Stored entries
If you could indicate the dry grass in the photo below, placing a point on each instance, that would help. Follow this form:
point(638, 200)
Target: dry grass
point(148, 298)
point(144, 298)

**Instructions for the task:**
Each line must be given again exactly as written above.

**Response area:**
If you could indicate the dry grass in the photo below, placing a point on each instance, that would help. Follow this form:
point(638, 200)
Target: dry grass
point(148, 298)
point(144, 298)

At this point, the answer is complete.